- _Texte source_:

Fromages fermiers : attention à l'affinage
L'article L.640-2 du Code rural permet de valoriser les produits agricoles, forestiers, alimentaires ou les produits de la mer, en distinguant les signes d'identification de la qualité et de l'origine, les mentions valorisantes (dont « fermier », « produit de la ferme » ou la mention « produit à la ferme »), et enfin la démarche de certification de produits. S'agissant spécifiquement du qualificatif « fermier » ou d'une de ses variantes possibles, l'article L.641-19 du Code rural renvoie à des conditions fixées par décret.
Dans ce cadre, un décret (no 2007628 du 27 avril 2007) relatif aux fromages et spécialités fromagères, définit notamment les fromages fermiers et leur étiquetage. En particulier, son article 9-1 précise que « la dénomination “ fromage fermier ” ou tout autre qualificatif laissant entendre une origine fermière est réservée à un fromage fabriqué selon les techniques traditionnelles par un producteur agricole ne traitant que les laits de sa propre exploitation sur le lieu même de celle-ci. » Autrement dit, le qualificatif « fermier » est réservé à un fromage fabriqué sur l'exploitation avec des laits provenant de celle-ci. Mais l'affinage peut avoir lieu à l'extérieur et, dans ce cas, des dispositions spécifiques d'étiquetage sont alors applicables.
Requête des producteurs de fromages fermiers corses
Tout paraissait parfaitement réglé, jusqu'à ce que l'Association régio-nale des producteurs de fromages fermiers de Corse s'étonne de voir des fromages affinés en dehors de l'exploitation arborer le qualificatif « fromage fermier ». Étonnement partagé par le Conseil d'État qui, par un arrêt du 17 avril 2015, a annulé pour excès de pouvoir cette faculté prévue par le décret. Pour le Conseil d'État, le qualificatif « fermier » évoque dans l'esprit de l'acheteur ou du consommateur une élaboration du produit à ses différents stades sous la responsabilité directe de l'exploitant, selon des méthodes excluant les techniques de production à caractère industriel. Or, le décret du 27 avril 2007 étend le droit d'utiliser la qualification « fermier » à des fromages affinés en dehors de l'exploitation sans préciser les modalités selon lesquelles le processus d'affinage demeure sous la responsabilité de l'exploitant, et sans réserver la possibilité d'un affinage en dehors de l'exploitation à des établissements qui excluent le recours à des techniques de production à caractère industriel.

- _Données fournies_:

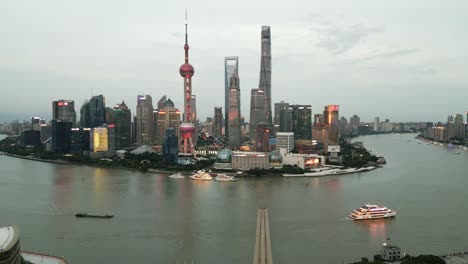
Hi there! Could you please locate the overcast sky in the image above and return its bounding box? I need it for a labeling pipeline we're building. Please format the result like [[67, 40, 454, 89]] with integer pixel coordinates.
[[0, 0, 468, 121]]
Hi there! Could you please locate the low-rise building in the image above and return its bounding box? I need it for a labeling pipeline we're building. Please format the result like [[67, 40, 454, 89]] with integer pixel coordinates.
[[232, 151, 271, 170], [283, 153, 326, 170]]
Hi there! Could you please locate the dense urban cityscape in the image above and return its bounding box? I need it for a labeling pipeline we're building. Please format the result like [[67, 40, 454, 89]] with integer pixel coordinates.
[[0, 3, 468, 264]]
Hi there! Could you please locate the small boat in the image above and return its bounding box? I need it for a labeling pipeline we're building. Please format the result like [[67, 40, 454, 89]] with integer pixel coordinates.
[[215, 174, 237, 181], [190, 170, 213, 181], [75, 213, 114, 218], [169, 172, 185, 179], [349, 204, 396, 220]]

- _Exercices_:
**a)** Recopiez fidèlement le passage du texte sur les fromages fermiers qui commence à « Fromages fermiers : attention » et se termine à « fixées par décret. ».
**b)** D'après le texte sur les fromages fermiers, quel article du décret du 27 avril 2007 réserve la dénomination « fromage fermier » ?
**c)** Prolongez le texte sur les fromages fermiers au-delà de sa dernière phrase.

- _Corrigé_:
**a)**
Fromages fermiers : attention à l'affinage
L'article L.640-2 du Code rural permet de valoriser les produits agricoles, forestiers, alimentaires ou les produits de la mer, en distinguant les signes d'identification de la qualité et de l'origine, les mentions valorisantes (dont « fermier », « produit de la ferme » ou la mention « produit à la ferme »), et enfin la démarche de certification de produits. S'agissant spécifiquement du qualificatif « fermier » ou d'une de ses variantes possibles, l'article L.641-19 du Code rural renvoie à des conditions fixées par décret.

**b)** L'article 9-1.

**c)**
Pour le Conseil d'État, ce n'est pas tant le fait que l'affinage puisse avoir lieu en dehors de l'exploitation qui pose un problème que le fait que, dans cette situation, les conditions dans lesquelles se déroule l'affinage ne sont pas précisées et, plus encore, que le recours à des techniques d'affinage industrielles n'est pas expressément exclu par le texte. Le Conseil d'État rejoint donc l'association requérante pour y voir une potentielle tromperie pour le consommateur, puisqu'il indique que les dispositions attaquées « sont de nature à créer un doute dans l'esprit de l'acheteur ou du consommateur sur le caractère fermier de ces fromages affinés en dehors de l'exploitation ».
Décision applicable au 1er septembre 2015
Cet arrêt est intéressant parce que régulièrement le Conseil d'État nous rappelle son intérêt pour la protection du consommateur traditionnellement dévolue aux juridictions de l'ordre judiciaire.
Le Conseil d'État annule le membre de phrase du décret prévoyant la possibilité de réaliser l'affinage en dehors de l'exploitation, et les dispositions spécifiques d'étiquetage correspondantes. Il le fait avec pragmatisme en constatant que cette annulation a pour effet de supprimer rétroactivement toute possibilité de faire légalement bénéficier tout fromage affiné en dehors de l'exploitation du qualificatif « fermier ».
Par conséquent, pour ne pas fragiliser au plan économique et financier la situation des producteurs qui seraient dans ce cas, le Conseil d'État diffère les effets de l'annulation qu'il prononce jusqu'au 1er septembre 2015.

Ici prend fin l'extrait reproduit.